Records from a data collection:
+++
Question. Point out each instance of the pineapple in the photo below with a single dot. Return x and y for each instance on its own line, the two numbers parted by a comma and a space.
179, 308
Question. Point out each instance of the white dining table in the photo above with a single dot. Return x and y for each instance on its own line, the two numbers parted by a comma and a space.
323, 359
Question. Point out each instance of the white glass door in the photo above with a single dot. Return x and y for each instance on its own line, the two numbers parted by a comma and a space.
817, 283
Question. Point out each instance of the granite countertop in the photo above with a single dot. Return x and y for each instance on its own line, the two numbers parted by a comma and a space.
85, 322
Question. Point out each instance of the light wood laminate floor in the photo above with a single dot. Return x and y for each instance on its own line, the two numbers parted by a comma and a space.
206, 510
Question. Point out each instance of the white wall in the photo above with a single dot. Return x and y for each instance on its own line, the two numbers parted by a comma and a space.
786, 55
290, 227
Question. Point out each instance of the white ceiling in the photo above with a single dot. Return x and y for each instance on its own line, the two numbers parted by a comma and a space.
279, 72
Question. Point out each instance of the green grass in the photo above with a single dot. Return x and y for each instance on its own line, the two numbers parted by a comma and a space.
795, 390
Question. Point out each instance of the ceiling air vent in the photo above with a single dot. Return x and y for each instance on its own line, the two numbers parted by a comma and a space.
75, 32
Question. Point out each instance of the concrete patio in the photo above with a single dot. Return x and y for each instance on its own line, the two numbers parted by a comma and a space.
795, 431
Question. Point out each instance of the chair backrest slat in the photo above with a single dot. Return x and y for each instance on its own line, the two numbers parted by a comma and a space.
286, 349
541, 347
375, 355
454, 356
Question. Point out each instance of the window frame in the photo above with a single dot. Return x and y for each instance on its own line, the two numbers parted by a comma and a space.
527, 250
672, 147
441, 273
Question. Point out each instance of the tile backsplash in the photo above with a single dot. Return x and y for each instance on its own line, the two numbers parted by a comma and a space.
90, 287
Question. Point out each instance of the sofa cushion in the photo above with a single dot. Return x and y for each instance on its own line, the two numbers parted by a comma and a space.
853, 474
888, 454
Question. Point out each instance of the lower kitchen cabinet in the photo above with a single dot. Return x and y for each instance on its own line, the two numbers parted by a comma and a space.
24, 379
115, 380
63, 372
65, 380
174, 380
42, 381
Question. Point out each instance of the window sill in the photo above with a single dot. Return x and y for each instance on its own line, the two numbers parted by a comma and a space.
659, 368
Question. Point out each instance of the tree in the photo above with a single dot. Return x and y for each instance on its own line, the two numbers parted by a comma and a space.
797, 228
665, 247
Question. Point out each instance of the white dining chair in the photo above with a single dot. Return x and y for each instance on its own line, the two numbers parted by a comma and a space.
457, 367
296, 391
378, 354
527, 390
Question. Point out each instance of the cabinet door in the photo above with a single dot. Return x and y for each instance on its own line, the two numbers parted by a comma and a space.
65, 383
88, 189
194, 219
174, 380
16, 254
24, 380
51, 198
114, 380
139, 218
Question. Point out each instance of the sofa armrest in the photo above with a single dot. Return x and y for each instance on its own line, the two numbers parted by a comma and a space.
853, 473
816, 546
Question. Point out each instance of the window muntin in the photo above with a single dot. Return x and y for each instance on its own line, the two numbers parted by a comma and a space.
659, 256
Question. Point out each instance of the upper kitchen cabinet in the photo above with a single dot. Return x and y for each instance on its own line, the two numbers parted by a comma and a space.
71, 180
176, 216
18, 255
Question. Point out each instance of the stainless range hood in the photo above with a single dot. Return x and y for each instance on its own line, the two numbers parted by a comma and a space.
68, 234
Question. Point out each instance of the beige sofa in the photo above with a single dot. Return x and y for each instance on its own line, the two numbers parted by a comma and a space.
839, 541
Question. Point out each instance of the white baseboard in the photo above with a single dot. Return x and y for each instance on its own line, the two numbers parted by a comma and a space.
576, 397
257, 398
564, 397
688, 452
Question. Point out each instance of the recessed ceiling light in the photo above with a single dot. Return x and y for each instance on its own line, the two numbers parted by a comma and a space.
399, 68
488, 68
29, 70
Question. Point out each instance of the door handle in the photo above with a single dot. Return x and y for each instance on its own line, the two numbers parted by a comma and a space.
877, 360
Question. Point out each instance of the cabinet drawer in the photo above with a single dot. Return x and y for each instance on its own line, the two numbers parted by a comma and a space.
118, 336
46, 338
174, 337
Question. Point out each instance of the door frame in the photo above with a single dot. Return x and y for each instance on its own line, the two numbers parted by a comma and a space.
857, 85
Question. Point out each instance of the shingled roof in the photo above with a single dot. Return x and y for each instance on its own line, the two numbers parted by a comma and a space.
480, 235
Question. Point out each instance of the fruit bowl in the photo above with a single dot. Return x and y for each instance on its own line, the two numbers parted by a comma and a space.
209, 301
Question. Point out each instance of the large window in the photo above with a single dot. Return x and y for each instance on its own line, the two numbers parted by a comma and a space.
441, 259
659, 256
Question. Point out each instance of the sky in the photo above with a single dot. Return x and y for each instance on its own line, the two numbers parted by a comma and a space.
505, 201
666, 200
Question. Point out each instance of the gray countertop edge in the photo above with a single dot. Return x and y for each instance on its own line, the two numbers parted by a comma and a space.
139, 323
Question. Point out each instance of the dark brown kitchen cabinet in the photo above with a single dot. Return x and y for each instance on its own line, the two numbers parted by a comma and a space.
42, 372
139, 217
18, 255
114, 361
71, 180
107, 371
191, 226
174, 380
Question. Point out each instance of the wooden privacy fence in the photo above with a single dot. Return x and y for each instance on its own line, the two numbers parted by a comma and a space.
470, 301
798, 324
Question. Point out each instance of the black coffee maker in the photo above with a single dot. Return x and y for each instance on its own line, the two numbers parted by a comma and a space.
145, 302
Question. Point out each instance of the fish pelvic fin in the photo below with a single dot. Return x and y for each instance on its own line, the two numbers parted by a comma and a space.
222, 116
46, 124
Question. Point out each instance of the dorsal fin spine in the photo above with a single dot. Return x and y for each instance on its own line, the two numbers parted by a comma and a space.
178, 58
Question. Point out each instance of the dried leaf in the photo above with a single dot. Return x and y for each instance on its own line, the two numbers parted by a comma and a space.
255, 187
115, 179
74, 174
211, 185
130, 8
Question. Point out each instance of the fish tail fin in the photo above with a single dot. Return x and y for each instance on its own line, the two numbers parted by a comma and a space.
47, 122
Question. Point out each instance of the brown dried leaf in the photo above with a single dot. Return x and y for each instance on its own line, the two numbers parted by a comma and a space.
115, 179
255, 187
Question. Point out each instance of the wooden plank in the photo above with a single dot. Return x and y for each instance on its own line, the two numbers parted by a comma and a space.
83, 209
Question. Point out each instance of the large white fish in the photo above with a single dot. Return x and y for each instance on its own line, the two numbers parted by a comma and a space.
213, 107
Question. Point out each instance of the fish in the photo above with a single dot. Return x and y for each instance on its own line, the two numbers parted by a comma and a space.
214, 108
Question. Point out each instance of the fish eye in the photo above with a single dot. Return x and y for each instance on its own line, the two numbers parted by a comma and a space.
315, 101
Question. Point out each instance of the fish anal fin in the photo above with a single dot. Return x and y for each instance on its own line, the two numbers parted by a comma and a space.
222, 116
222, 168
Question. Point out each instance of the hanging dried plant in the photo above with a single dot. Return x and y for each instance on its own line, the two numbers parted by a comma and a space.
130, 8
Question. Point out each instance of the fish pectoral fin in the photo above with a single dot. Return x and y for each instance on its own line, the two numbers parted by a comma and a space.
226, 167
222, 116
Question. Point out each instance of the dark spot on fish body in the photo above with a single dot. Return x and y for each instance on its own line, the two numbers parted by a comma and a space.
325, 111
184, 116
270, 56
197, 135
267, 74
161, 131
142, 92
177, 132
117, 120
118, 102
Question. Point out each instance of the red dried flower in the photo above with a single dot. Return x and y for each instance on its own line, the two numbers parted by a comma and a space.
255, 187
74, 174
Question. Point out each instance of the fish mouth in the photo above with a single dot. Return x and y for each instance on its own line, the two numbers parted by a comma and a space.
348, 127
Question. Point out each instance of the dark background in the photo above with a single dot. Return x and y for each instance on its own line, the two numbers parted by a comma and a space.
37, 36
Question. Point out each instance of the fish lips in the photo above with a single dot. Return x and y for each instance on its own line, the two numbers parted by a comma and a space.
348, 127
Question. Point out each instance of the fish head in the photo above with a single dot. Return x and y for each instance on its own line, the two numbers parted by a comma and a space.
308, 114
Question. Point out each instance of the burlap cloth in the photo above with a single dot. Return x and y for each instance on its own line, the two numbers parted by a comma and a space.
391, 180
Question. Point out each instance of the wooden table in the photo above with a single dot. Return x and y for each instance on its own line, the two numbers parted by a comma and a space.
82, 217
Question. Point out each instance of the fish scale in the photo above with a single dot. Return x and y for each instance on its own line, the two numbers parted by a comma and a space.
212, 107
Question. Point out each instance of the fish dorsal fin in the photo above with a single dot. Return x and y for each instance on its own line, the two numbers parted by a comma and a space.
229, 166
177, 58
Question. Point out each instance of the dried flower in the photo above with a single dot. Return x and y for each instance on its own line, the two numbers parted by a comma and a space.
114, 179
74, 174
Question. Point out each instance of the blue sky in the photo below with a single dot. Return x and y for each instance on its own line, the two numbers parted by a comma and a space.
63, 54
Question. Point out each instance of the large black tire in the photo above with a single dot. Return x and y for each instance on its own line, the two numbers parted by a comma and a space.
+++
◆ TO DO
In the records above, locate the line that contains "Question. Point out each instance of the fish head". Repeat it and every line after it, exactly, and nothing else.

◆ WRITTEN RESPONSE
Question. Point out each instance of the fish head in the photo above with a single dot. Return x and y for each instance on its own line, the two numbers parted by a comma and a space.
308, 114
Question. Point out each instance of the burlap cloth in the photo above with a single dot. Return x and y for each instance on its own line, the two numbers parted by a comma and a space.
391, 180
Question. Point out each instance of the wooden table in the photo above with a single dot. Return x and y for each instance on its own line, the two numbers parted by a comma and a space.
82, 217
Question. Point out each instance of the fish scale in the photo above with a single dot. Return x and y for each instance on its own line, the two numbers parted by a comma and a space.
212, 107
Question. Point out each instance of the fish dorsal fin in the photo above with a single dot. Return x and y for each instance on its own line, the two numbers parted by a comma and a space.
229, 166
177, 58
Question. Point out each instance of the dried flower in the photo above with a single dot. Return x and y for each instance on its own line, the two numbers parted by a comma and a space.
114, 179
74, 174
Question. Point out each instance of the blue sky in the photo below with a single dot. Return x and y for each instance on its own line, the two numbers parted by a comma and a space.
63, 54
Question. Point out each instance of the large black tire in the photo above with a single dot. Return x and y for each instance on its own line, the two numbers parted by a comma and a space.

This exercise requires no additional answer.